--- THE REQUEST ---
Render every line of the records below as a Markdown table with the columns "No." and "Line", numbering the rows in order and skipping blank lines. Leave the pictures out.
— Start —
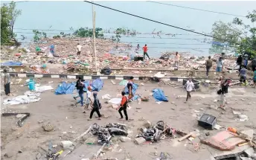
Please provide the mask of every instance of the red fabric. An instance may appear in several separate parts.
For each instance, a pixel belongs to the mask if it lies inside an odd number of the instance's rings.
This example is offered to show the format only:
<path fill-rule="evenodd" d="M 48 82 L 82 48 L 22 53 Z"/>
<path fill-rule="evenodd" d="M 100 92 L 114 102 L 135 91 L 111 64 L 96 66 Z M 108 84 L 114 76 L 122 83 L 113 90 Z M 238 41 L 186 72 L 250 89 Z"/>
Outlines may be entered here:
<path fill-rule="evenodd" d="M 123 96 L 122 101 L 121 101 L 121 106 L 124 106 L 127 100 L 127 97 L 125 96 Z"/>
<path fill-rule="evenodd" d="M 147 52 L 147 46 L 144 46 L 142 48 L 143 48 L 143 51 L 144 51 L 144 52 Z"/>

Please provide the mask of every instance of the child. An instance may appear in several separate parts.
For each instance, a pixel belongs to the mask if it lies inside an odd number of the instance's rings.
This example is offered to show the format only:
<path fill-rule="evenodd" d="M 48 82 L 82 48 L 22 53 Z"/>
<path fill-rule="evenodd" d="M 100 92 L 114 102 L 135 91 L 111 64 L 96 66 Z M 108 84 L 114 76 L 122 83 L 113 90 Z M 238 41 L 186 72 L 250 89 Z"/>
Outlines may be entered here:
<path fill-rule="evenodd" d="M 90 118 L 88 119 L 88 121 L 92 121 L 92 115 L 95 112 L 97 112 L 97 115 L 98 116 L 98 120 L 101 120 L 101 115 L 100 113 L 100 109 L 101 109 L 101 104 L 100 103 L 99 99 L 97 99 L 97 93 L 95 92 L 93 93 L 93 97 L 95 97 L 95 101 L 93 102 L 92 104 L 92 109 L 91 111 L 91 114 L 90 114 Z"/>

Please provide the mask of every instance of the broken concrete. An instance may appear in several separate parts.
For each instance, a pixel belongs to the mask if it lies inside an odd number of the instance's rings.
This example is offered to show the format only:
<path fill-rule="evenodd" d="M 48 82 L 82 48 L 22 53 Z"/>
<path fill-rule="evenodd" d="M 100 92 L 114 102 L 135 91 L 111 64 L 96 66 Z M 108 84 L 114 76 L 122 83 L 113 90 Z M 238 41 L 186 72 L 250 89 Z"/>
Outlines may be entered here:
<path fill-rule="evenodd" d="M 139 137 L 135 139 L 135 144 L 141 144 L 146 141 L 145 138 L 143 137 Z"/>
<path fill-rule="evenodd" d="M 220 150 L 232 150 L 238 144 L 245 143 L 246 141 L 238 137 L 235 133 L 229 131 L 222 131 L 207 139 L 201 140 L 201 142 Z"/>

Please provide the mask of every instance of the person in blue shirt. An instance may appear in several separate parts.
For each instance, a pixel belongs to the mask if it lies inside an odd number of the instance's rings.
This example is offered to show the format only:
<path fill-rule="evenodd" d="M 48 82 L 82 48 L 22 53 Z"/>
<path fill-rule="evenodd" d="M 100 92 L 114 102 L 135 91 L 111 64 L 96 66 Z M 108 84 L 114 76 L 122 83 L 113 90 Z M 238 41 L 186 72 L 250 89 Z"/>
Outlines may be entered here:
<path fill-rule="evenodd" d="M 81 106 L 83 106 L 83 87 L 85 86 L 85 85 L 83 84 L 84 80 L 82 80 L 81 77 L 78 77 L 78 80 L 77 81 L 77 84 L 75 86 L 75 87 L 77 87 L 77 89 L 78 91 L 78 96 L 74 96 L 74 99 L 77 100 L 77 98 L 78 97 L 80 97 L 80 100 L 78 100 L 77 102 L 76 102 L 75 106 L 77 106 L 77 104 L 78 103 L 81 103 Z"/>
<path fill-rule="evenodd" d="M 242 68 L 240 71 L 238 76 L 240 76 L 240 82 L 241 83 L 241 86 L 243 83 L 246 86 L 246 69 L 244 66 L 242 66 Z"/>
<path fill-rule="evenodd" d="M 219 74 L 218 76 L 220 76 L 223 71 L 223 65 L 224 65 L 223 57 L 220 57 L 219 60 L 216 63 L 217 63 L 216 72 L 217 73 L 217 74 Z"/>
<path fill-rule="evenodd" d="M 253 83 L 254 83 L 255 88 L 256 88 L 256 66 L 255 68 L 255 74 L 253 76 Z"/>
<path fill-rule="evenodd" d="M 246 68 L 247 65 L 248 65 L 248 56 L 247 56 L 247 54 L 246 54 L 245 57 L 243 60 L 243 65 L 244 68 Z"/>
— End —
--- RESPONSE BELOW ---
| No. | Line |
|---|---|
| 1 | Please provide the mask of every instance of the red fabric. An instance may appear in several separate parts. |
| 2 | For each instance, a pixel belongs to the mask if it lies inside an odd number of the instance's rings. |
| 3 | This example is offered to show the format only: |
| 4 | <path fill-rule="evenodd" d="M 48 82 L 82 48 L 22 53 Z"/> |
| 5 | <path fill-rule="evenodd" d="M 100 92 L 114 102 L 135 91 L 111 64 L 96 66 Z M 108 84 L 114 76 L 122 83 L 113 90 Z M 238 41 L 186 72 L 250 89 Z"/> |
| 6 | Outlines may be entered here: |
| 7 | <path fill-rule="evenodd" d="M 123 96 L 122 101 L 121 101 L 121 106 L 124 106 L 127 100 L 127 97 L 125 96 Z"/> |
| 8 | <path fill-rule="evenodd" d="M 147 52 L 147 46 L 144 46 L 142 48 L 143 48 L 143 51 L 144 51 L 144 52 Z"/> |
| 9 | Please provide the mask of every instance of the child. An instance may appear in several separate parts. |
| 10 | For each instance, a pixel belongs to the mask if it lies inside an odd number of the instance's rings. |
| 11 | This example is offered to show the format only: |
| 12 | <path fill-rule="evenodd" d="M 48 82 L 82 48 L 22 53 Z"/> |
| 13 | <path fill-rule="evenodd" d="M 100 92 L 114 102 L 135 91 L 111 64 L 96 66 Z M 108 84 L 114 76 L 122 83 L 113 90 Z M 238 41 L 186 72 L 250 89 Z"/> |
| 14 | Outlines may be entered here: |
| 15 | <path fill-rule="evenodd" d="M 90 118 L 88 119 L 88 121 L 92 121 L 92 115 L 95 112 L 97 112 L 97 115 L 98 116 L 98 120 L 101 120 L 101 115 L 100 113 L 100 109 L 101 109 L 101 104 L 100 103 L 99 99 L 97 99 L 97 93 L 95 92 L 93 93 L 93 97 L 95 97 L 95 101 L 93 102 L 92 104 L 92 109 L 91 111 L 91 114 L 90 114 Z"/> |
| 16 | Please provide the mask of every instance of the broken concrete. An instance may appear in several separate parts. |
| 17 | For each instance, a pixel belongs to the mask if it lies inside an odd number of the instance's rings. |
| 18 | This example is offered to show the format only: |
| 19 | <path fill-rule="evenodd" d="M 48 82 L 82 48 L 22 53 Z"/> |
| 20 | <path fill-rule="evenodd" d="M 100 92 L 114 102 L 135 91 L 111 64 L 96 66 Z M 108 84 L 114 76 L 122 83 L 113 90 Z M 238 41 L 186 72 L 250 89 Z"/> |
| 21 | Outlines may be entered here: |
| 22 | <path fill-rule="evenodd" d="M 139 137 L 135 139 L 135 144 L 141 144 L 146 141 L 145 138 L 143 137 Z"/> |
| 23 | <path fill-rule="evenodd" d="M 220 150 L 232 150 L 238 144 L 245 143 L 246 141 L 238 137 L 235 133 L 229 131 L 222 131 L 207 139 L 201 140 L 201 142 Z"/> |
| 24 | Please provide the mask of every instance of the person in blue shirt. An instance may appear in several separate parts. |
| 25 | For each instance, a pixel belongs to the mask if it lies inside an odd number of the instance's rings. |
| 26 | This example is offered to show the format only: |
| 27 | <path fill-rule="evenodd" d="M 48 82 L 82 48 L 22 53 Z"/> |
| 28 | <path fill-rule="evenodd" d="M 100 92 L 114 102 L 135 91 L 111 64 L 96 66 Z M 108 84 L 114 76 L 122 83 L 113 90 Z M 238 41 L 186 72 L 250 89 Z"/> |
| 29 | Outlines may be entered here: |
| 30 | <path fill-rule="evenodd" d="M 81 106 L 83 106 L 83 87 L 85 86 L 85 85 L 83 84 L 84 80 L 82 80 L 81 77 L 78 77 L 78 80 L 77 81 L 77 84 L 75 86 L 75 87 L 77 87 L 77 89 L 78 91 L 78 96 L 74 96 L 74 99 L 77 100 L 77 98 L 78 97 L 80 97 L 80 100 L 78 100 L 77 102 L 76 102 L 75 106 L 77 106 L 77 104 L 78 103 L 81 103 Z"/> |
| 31 | <path fill-rule="evenodd" d="M 242 68 L 240 71 L 238 76 L 240 76 L 240 82 L 241 83 L 241 86 L 243 83 L 246 86 L 246 69 L 244 66 L 242 66 Z"/> |
| 32 | <path fill-rule="evenodd" d="M 219 74 L 218 76 L 220 76 L 223 71 L 223 65 L 224 65 L 223 57 L 220 57 L 219 60 L 216 63 L 217 63 L 216 72 L 217 73 L 217 74 Z"/> |
| 33 | <path fill-rule="evenodd" d="M 253 83 L 254 83 L 255 88 L 256 88 L 256 66 L 255 68 L 255 74 L 253 76 Z"/> |
| 34 | <path fill-rule="evenodd" d="M 246 68 L 247 65 L 248 65 L 248 56 L 247 56 L 247 54 L 246 54 L 245 57 L 243 60 L 243 65 L 244 68 Z"/> |